─── Textausschnitt

Der Wandel ist gegenwärtig so schnell und tiefgreifend, dass wir sehr wenig über die Welt in fünf Jahren sagen können. Für jüngere Menschen, die gerade in der Ausbildung sind oder sich orientieren wollen, ist es deshalb gar nicht so leicht, definitive Aussagen zu treffen. Ist es vielleicht auf der einen Seite überhaupt sinnvoll und erforderlich, Programmieren zu lernen, weil das die KI ja heute schon von selbst macht? Auf der anderen Seite ist aber die Kenntnis von bestimmten Programmierzusammenhängen ziemlich essenziell, um die Technologie besser begreifen zu können. Momentan heißt also die klare Empfehlung, Augen offen halten und die Entwicklungen stetig verfolgen.

Ich sehe aber, dass viele junge Leute die Anwendung von KI längst adaptiert haben. Sie verstehen, wie KI funktioniert und nutzen diese auch schon, sei es zur Erledigung von Hausaufgaben oder etwa teilweise im Zusammenhang Haus- bzw. Diplomarbeiten.

──────
─── Bereitgestellte Angaben

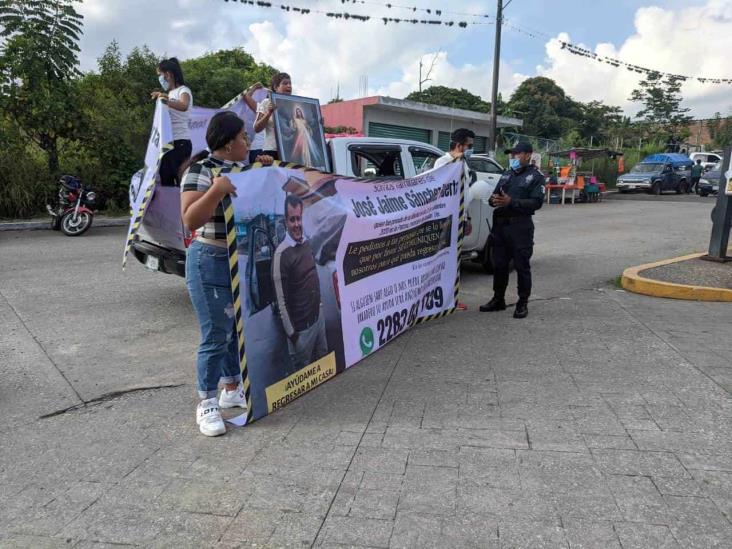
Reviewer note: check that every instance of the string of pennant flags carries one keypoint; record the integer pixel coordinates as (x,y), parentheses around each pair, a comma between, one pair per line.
(583,52)
(353,16)
(414,9)
(483,19)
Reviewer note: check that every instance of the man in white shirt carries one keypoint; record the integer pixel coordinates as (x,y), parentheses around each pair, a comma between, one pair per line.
(461,146)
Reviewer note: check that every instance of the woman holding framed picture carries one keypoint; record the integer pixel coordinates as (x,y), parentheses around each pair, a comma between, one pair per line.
(282,84)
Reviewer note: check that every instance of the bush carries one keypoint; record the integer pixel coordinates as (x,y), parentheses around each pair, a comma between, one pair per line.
(24,178)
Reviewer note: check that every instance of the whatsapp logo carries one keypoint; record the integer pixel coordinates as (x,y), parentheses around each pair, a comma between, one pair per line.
(366,340)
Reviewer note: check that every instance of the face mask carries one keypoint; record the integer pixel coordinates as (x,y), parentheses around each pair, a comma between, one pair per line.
(163,82)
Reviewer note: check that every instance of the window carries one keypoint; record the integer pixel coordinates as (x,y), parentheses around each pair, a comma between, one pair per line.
(483,165)
(376,161)
(424,160)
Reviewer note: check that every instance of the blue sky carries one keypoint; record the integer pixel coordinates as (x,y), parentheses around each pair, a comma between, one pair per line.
(686,37)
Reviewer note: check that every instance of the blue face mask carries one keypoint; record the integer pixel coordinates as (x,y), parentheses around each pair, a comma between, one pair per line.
(163,82)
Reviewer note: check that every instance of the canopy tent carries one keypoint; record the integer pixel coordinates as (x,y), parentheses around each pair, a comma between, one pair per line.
(587,153)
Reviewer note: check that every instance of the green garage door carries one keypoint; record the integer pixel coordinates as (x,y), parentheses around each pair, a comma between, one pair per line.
(377,129)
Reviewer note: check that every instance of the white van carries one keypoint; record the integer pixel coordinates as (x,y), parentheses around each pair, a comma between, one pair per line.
(709,159)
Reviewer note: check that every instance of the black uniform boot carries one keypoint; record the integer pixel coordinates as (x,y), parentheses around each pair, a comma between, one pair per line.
(495,304)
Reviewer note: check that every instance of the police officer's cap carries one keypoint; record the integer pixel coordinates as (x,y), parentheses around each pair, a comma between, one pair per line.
(521,146)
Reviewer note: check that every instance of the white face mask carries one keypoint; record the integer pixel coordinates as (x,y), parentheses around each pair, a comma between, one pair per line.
(163,82)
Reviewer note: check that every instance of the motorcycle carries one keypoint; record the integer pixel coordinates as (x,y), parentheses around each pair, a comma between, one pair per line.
(74,212)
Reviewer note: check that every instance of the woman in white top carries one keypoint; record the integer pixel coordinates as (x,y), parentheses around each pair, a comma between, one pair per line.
(281,83)
(180,102)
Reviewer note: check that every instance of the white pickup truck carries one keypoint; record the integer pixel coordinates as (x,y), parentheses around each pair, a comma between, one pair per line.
(161,243)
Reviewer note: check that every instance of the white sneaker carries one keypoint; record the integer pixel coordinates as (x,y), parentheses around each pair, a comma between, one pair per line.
(233,399)
(209,419)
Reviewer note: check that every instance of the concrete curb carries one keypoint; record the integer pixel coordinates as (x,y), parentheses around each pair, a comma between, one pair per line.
(40,225)
(634,282)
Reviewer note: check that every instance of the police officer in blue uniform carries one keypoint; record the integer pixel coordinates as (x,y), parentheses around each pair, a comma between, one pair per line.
(519,193)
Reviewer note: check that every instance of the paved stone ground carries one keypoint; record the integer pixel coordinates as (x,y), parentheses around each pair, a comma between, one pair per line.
(602,420)
(698,272)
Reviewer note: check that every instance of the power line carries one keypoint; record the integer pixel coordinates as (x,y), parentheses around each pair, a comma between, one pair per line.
(434,20)
(354,16)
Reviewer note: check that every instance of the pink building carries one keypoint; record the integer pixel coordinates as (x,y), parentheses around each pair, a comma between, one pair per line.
(380,116)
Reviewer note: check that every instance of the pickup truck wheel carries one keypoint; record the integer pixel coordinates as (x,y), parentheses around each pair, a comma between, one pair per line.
(486,258)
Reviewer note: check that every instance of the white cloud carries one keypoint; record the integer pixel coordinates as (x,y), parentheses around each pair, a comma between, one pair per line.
(477,79)
(322,53)
(693,41)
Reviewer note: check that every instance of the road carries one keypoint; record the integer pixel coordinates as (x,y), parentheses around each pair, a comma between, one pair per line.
(602,420)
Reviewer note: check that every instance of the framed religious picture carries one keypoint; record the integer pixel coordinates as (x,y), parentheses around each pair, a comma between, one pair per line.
(299,131)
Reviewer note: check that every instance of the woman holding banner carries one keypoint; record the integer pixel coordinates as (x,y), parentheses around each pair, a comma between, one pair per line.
(207,268)
(179,99)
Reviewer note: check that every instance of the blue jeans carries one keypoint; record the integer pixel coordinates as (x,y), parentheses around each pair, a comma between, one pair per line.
(209,285)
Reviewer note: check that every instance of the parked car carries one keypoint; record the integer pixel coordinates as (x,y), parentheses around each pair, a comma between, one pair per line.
(709,183)
(162,242)
(709,159)
(658,173)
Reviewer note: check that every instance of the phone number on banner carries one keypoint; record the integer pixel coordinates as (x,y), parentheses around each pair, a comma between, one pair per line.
(395,323)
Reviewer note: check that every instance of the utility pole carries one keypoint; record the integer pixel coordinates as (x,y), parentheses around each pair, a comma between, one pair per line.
(721,217)
(496,66)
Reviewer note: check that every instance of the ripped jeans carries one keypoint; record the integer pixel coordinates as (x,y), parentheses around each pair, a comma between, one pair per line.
(208,281)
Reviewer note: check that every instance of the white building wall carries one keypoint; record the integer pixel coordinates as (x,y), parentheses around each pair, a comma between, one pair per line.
(424,121)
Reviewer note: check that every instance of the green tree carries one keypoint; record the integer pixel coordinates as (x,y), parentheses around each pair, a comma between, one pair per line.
(38,62)
(217,77)
(117,110)
(597,122)
(720,130)
(451,97)
(544,107)
(661,99)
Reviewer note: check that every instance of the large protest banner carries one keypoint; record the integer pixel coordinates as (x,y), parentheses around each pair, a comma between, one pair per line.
(143,183)
(327,269)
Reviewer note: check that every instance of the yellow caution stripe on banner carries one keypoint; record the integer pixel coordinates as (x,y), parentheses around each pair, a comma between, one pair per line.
(143,205)
(234,274)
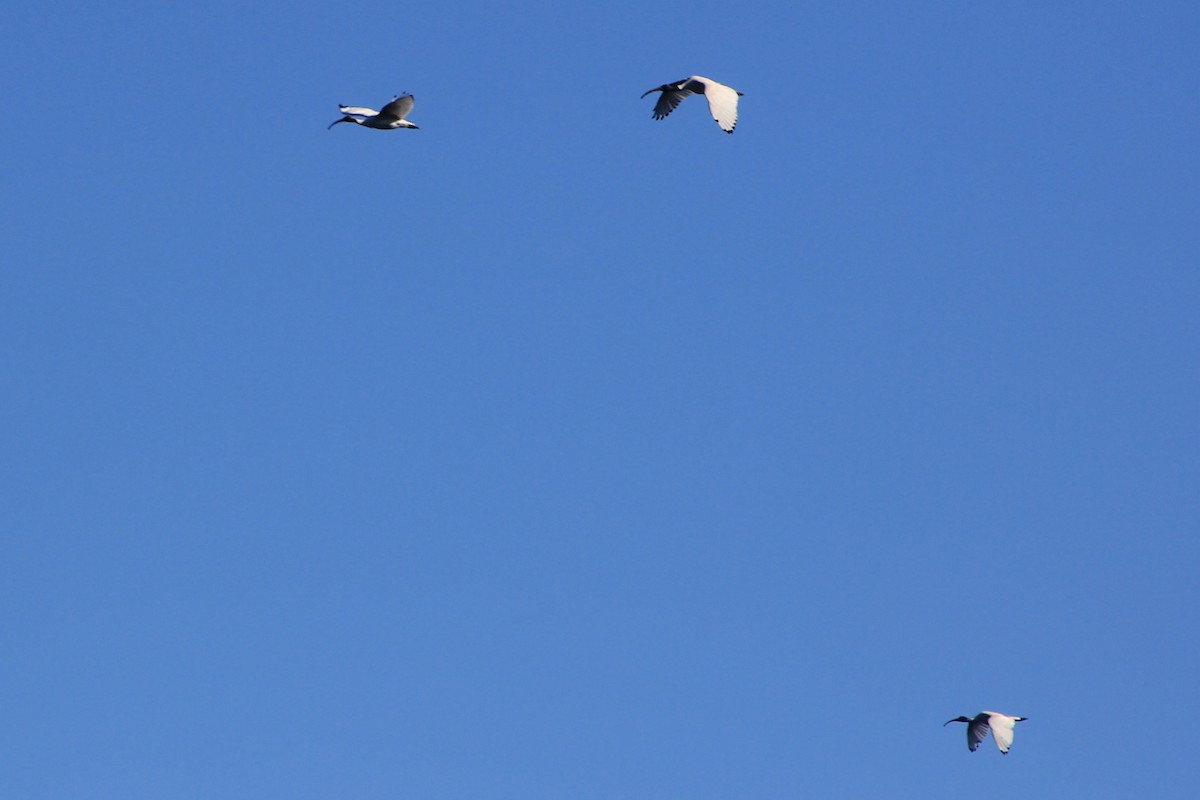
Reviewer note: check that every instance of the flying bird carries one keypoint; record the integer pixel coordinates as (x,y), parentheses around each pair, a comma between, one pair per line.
(723,101)
(389,118)
(1000,725)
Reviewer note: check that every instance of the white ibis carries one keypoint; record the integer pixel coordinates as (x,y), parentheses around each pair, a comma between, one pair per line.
(723,101)
(1001,726)
(388,118)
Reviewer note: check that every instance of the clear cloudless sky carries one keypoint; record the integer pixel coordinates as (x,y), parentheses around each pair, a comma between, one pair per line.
(551,451)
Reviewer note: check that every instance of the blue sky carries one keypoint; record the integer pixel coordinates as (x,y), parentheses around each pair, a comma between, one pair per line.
(550,451)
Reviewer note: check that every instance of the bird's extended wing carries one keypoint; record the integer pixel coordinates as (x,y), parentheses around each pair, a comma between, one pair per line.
(397,108)
(1002,729)
(672,95)
(977,731)
(723,104)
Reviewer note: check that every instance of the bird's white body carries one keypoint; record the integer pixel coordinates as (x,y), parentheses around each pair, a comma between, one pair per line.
(723,101)
(389,118)
(1001,726)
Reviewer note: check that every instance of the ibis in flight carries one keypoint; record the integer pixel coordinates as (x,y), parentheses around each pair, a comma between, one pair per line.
(723,101)
(388,118)
(1001,726)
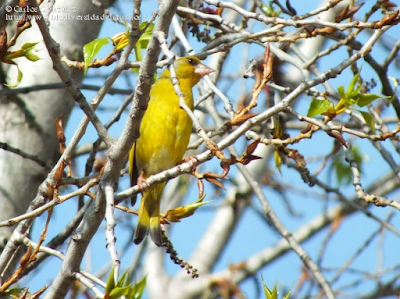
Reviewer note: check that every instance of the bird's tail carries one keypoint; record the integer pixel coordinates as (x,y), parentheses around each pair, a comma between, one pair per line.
(149,216)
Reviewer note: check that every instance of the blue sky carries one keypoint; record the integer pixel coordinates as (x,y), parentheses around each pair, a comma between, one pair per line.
(253,233)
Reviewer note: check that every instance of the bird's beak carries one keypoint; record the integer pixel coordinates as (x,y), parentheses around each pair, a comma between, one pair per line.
(203,70)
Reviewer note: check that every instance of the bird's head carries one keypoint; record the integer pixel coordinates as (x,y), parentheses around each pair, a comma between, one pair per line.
(191,68)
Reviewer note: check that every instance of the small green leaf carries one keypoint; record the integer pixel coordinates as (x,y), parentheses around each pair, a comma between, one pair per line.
(110,281)
(268,293)
(366,98)
(27,51)
(118,292)
(341,91)
(91,49)
(287,295)
(369,120)
(136,291)
(278,160)
(343,172)
(19,78)
(318,107)
(124,279)
(353,83)
(395,83)
(147,34)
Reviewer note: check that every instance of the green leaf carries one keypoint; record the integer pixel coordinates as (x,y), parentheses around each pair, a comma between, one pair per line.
(110,281)
(19,78)
(27,51)
(136,291)
(119,292)
(343,172)
(341,91)
(124,279)
(278,161)
(91,49)
(366,98)
(395,83)
(353,83)
(369,120)
(268,293)
(318,107)
(287,295)
(146,36)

──────

- [Aufgabenstellung]: Gib den Absatz des Textausschnitts, der mit „Der Wandel ist gegenwärtig“ beginnt, als kurze Stichpunktliste mit seinen wesentlichen Aussagen wieder.

- [Lösung]:
- Der Wandel ist derzeit so schnell und tiefgreifend, dass sich über die Welt in fünf Jahren kaum etwas sagen lässt.
- Für junge Menschen in Ausbildung oder Orientierung sind definitive Aussagen deshalb schwer.
- Einerseits ist fraglich, ob Programmieren lernen sinnvoll ist, da die KI das heute schon selbst macht.
- Andererseits ist Wissen über Programmierzusammenhänge wichtig, um die Technologie besser zu verstehen.
- Empfehlung: Augen offen halten und die Entwicklungen stetig verfolgen.